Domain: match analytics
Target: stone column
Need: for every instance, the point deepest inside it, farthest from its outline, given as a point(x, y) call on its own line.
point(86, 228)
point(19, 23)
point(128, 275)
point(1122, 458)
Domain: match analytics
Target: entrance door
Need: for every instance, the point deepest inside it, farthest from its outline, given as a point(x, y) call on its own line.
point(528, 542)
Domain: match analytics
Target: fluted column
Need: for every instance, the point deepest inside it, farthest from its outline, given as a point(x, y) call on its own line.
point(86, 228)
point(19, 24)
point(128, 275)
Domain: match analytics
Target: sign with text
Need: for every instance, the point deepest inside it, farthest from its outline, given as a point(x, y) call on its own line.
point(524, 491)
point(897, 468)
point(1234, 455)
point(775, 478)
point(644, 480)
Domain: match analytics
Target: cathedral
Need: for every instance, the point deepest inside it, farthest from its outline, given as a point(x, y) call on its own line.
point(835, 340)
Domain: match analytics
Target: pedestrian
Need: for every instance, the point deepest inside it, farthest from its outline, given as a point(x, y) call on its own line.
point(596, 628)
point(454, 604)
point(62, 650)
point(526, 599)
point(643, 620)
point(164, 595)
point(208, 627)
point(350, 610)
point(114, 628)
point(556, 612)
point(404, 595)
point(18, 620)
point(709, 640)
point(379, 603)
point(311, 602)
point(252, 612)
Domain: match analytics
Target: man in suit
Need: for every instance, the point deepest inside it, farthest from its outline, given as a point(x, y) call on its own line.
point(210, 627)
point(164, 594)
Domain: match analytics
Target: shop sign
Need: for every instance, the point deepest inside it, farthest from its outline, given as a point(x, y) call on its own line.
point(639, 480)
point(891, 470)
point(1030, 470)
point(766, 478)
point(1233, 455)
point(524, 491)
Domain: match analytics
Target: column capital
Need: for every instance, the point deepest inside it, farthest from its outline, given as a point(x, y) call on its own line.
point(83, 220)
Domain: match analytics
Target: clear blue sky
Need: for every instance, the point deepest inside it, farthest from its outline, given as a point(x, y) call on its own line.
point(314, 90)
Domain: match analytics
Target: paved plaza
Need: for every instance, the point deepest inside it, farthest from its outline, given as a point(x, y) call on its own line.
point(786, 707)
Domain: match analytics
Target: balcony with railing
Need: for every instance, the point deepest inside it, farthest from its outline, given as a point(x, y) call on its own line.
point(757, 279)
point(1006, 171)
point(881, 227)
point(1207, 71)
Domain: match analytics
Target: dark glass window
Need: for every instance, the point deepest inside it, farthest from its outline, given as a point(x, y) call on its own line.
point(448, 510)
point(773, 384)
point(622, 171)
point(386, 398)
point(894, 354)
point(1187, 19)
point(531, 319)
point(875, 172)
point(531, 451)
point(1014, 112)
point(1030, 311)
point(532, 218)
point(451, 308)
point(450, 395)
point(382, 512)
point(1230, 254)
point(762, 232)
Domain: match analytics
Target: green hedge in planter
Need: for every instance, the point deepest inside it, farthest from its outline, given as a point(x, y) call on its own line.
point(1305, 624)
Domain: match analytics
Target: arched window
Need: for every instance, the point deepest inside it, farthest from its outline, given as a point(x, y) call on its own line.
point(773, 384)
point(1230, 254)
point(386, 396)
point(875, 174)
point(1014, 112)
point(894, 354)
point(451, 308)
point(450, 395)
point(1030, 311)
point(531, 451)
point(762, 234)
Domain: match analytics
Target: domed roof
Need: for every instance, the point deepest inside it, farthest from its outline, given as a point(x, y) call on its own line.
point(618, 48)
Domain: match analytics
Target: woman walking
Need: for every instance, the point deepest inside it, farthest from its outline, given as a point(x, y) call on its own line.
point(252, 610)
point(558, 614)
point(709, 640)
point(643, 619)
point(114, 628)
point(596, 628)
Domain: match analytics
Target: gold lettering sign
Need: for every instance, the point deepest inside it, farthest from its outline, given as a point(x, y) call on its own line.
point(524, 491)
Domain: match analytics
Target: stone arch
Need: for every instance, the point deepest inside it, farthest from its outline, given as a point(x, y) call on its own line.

* _OBJECTIVE_
Reproduce every entry above word for word, leaving nothing out and changing nothing.

* _RESULT FOR THIS TASK_
Domain: match analytics
Target: stone column
Need: for every instance, the point deepest inside it, farthest from its outline, given as a point(x, y) call on its own line.
point(86, 228)
point(19, 23)
point(128, 275)
point(1122, 458)
Domain: match analytics
Target: entrance door
Need: for every instance, the point deepest inside it, farthest from its outline, given as a point(x, y) call on its own line.
point(528, 542)
Domain: match analytics
Target: fluted column
Need: for every instance, the point deepest inside it, farthest from its outline, given as a point(x, y) call on its own line.
point(86, 228)
point(19, 24)
point(128, 275)
Domain: match analytics
Target: sign with text
Need: for every instance, the point deepest inside it, farthest from its outline, given as a point(x, y) call on its own line.
point(524, 491)
point(897, 468)
point(1234, 455)
point(775, 478)
point(644, 480)
Domain: match analytics
Target: cathedral
Need: for every instance, the point deepest inside it, farthest from its outline, given as a point(x, y) call on its own line.
point(835, 340)
Domain: match analytics
Target: pedestrian
Need: for every instance, the point deepest inside it, farthest from its outline, given as a point(x, y) call on its own line.
point(596, 628)
point(454, 604)
point(62, 650)
point(526, 599)
point(643, 620)
point(164, 595)
point(208, 627)
point(350, 610)
point(114, 628)
point(556, 612)
point(404, 595)
point(18, 620)
point(709, 640)
point(379, 603)
point(311, 602)
point(252, 612)
Domain: match analytics
Target: man in suit
Need: for every instance, the point deepest inside it, farthest from its outline, given as a point(x, y) call on its own line.
point(210, 627)
point(164, 594)
Domain: match analytics
Target: shop sign
Need: for every instance, the point deepest inside it, farthest from its outline, given as a point(x, y) call on its own line.
point(639, 480)
point(891, 470)
point(1030, 470)
point(766, 478)
point(1233, 455)
point(524, 491)
Domain: match analytics
Target: column capital
Need: for every instance, the point deepest inside it, farthest from its outline, given as a point(x, y) call on its own line.
point(83, 220)
Domain: match analytics
Target: clear blue sky
Need: for every instance, the point deepest inside it, farthest from its outline, given as a point(x, y) call on its own line.
point(314, 90)
Domain: match analytics
Target: paved plaza
Need: for every instance, the point deepest inside it, farthest from its outline, given as a point(x, y) call on its own line.
point(786, 707)
Domain: match analytics
Target: balcony with railing
Need: for every instance, the point deepest inside it, farthest from its outline, given as a point(x, y) call on its own line.
point(757, 279)
point(1006, 171)
point(881, 227)
point(1207, 71)
Domain: match analytics
Target: dark glass window
Need: for every instance, the point deepest inside it, farthest from its outline, given as a point(x, y) call on its own line.
point(448, 510)
point(773, 384)
point(622, 171)
point(386, 398)
point(894, 354)
point(1187, 19)
point(531, 319)
point(875, 172)
point(531, 451)
point(1014, 112)
point(1030, 311)
point(532, 218)
point(451, 308)
point(450, 395)
point(382, 512)
point(1230, 254)
point(762, 232)
Domain: match analytics
Target: green hedge in planter
Need: for every instance, the point deepest inside it, farthest from its outline, given as a point(x, y) call on its own line.
point(1305, 624)
Domain: match analytics
Target: arched window
Need: for every instance, the point deepest inside it, farthest from its outline, given as a point(x, y) call on its own line.
point(773, 384)
point(1230, 254)
point(386, 396)
point(875, 174)
point(1014, 112)
point(894, 354)
point(451, 308)
point(450, 395)
point(1030, 311)
point(531, 451)
point(762, 234)
Domain: match analytics
Target: domed roof
Need: for every instance, the point deepest inside it, farthest from its outline, given as a point(x, y) call on its own line.
point(618, 48)
Domain: match analytics
Target: woman walking
Need: for every instance, the point deepest inside it, farthest from its outline, given as a point(x, y) call on its own line.
point(252, 610)
point(558, 614)
point(709, 640)
point(643, 619)
point(114, 628)
point(596, 628)
Domain: match analytics
Target: gold lettering sign
Need: for every instance, the point deepest inside it, farthest from its outline, given as a point(x, y) call on its own line.
point(524, 491)
Domain: match analytics
Target: stone arch
Need: for every instance, the point deepest inside it, farthest from its outline, given as a point(x, y) call on its own line.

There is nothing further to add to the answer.